** PROBLEM **
Every record below should be printed exactly as it appears.

# # #

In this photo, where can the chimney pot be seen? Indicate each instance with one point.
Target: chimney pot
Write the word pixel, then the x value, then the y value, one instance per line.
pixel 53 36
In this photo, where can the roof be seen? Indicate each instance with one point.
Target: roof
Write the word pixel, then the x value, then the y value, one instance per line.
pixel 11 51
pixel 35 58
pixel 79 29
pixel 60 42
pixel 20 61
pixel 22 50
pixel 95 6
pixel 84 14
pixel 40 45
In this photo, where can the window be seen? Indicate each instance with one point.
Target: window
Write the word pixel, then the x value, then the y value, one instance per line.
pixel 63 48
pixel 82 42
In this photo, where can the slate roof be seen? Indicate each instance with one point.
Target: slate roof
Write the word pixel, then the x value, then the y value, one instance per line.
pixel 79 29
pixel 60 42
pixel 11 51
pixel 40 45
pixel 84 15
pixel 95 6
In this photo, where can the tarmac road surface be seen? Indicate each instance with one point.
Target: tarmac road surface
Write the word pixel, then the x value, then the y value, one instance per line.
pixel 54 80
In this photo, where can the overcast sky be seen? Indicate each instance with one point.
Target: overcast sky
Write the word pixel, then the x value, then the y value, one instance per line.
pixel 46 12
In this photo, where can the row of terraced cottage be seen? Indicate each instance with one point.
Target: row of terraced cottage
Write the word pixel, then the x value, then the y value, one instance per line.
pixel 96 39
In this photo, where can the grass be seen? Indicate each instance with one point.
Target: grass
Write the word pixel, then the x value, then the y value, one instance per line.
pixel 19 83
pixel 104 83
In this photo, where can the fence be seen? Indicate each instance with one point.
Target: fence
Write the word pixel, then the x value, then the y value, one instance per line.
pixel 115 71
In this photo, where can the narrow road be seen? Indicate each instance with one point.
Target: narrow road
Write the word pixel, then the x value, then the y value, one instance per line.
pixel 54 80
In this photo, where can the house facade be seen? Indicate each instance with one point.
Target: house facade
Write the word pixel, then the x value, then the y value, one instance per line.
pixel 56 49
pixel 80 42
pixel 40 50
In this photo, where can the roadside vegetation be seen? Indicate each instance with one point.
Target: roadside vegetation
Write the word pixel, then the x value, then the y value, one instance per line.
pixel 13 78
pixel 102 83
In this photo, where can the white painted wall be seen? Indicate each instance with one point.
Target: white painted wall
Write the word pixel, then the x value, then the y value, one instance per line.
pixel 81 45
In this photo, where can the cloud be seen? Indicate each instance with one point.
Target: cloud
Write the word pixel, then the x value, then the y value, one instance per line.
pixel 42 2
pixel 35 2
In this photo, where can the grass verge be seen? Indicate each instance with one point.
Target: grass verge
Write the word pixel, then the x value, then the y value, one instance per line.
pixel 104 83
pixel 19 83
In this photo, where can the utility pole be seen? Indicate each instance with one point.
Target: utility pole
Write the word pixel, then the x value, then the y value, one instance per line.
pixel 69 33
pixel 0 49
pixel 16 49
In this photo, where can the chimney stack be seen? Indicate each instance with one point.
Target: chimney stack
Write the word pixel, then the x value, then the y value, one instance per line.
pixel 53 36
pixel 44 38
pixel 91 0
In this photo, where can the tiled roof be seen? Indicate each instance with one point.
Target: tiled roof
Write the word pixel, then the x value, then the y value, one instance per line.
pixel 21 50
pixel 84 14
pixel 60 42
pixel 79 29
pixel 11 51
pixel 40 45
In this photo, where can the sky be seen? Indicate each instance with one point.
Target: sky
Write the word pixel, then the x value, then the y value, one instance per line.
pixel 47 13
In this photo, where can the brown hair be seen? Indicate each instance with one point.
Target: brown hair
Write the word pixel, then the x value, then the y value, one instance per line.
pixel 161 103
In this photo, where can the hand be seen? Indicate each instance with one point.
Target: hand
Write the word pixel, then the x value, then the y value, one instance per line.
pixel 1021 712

# # #

** CORRECT ANSWER **
In this photo, where can the chimney pot be seen? Indicate each instance with one point.
Target: chimney pot
Write the word pixel, then the x value, then the y value, one instance per line.
pixel 53 36
In this photo, where can the roof be seen? Indicate each instance with one point.
Target: roof
Write the word pixel, then the x value, then the y value, one instance per line.
pixel 11 51
pixel 35 58
pixel 79 29
pixel 60 42
pixel 20 61
pixel 22 50
pixel 95 6
pixel 84 14
pixel 40 45
In this photo, where can the window be seen? Indicate each instance with one point.
Target: window
Write the word pixel, then the x value, then the y value, one instance per line.
pixel 63 48
pixel 82 42
In this photo, where can the slate roof be seen? Indicate each instance with one point.
Target: slate roof
Write the word pixel, then the x value, then the y value, one instance per line.
pixel 79 29
pixel 60 42
pixel 11 51
pixel 40 45
pixel 84 15
pixel 95 6
In this photo, where can the tarmac road surface be seen? Indicate each instance with one point.
Target: tarmac road surface
Write the word pixel, then the x value, then the y value, one instance per line.
pixel 54 80
In this photo, where can the overcast sky be seen? Indicate each instance with one point.
Target: overcast sky
Write the word pixel, then the x value, then the y value, one instance per line.
pixel 46 12
In this photo, where can the row of terraced cottage be seen? Indicate each instance with one point.
Target: row of terraced cottage
Write the word pixel, then the x value, then the y value, one instance per line.
pixel 96 39
In this photo, where can the grass be seen? Indicate each instance with one point.
Target: grass
Write the word pixel, then the x value, then the y value, one instance per line.
pixel 19 83
pixel 104 83
In this photo, where can the fence be seen? Indicate each instance with one point.
Target: fence
Write the word pixel, then the x value, then the y value, one instance per line.
pixel 115 71
In this photo, where can the narrow road be seen? Indicate each instance with one point.
Target: narrow road
Write the word pixel, then the x value, then the y value, one instance per line.
pixel 54 80
In this photo, where can the house facade be seen? Indicate each instance with one point.
Target: house facade
Write the word pixel, then the x value, then the y value, one instance per line.
pixel 56 49
pixel 80 42
pixel 40 50
In this photo, where can the roadside vegetation be seen? Indicate each instance with one point.
Target: roadside vegetation
Write the word pixel, then the x value, then the y value, one instance per line.
pixel 13 78
pixel 102 83
In this photo, where can the white painted wall be seen? Indicate each instance with one point.
Target: white painted wall
Write the word pixel, then the x value, then the y value, one instance per line.
pixel 81 45
In this photo, where can the cloud be seen? Indicate each instance with one point.
Target: cloud
Write the word pixel, then the x value, then the y value, one instance per line.
pixel 42 2
pixel 35 2
In this photo, where can the grass verge be seen? Indicate each instance with one point.
Target: grass verge
Write the word pixel, then the x value, then the y value, one instance per line.
pixel 104 83
pixel 19 83
In this photo, where can the utility pole be seen? Indicate each instance with one point.
Target: utility pole
Write the word pixel, then the x value, then the y value, one instance per line.
pixel 69 33
pixel 0 49
pixel 16 49
In this photo, where can the chimney stack be seen? Indicate each instance with one point.
Target: chimney stack
Write the word pixel, then the x value, then the y value, one instance per line.
pixel 53 36
pixel 44 38
pixel 91 0
In this photo, where can the tiled roof be seen? Indicate each instance with one point.
Target: tiled roof
Write the word pixel, then the x value, then the y value, one instance per line.
pixel 21 50
pixel 84 14
pixel 60 42
pixel 79 29
pixel 11 51
pixel 40 45
In this photo, where can the sky be seen? Indicate each instance with one point.
Target: sky
Write the word pixel, then the x value, then the y value, one instance per line.
pixel 47 13
In this photo, where can the brown hair be seen? Indicate each instance with one point.
Target: brown hair
Write the word pixel, then the x value, then the y value, one instance per line.
pixel 161 103
In this photo, where can the hand be seen? Indicate each instance with one point.
Target: hand
Write the word pixel, then the x value, then the y value, one instance per line.
pixel 1021 712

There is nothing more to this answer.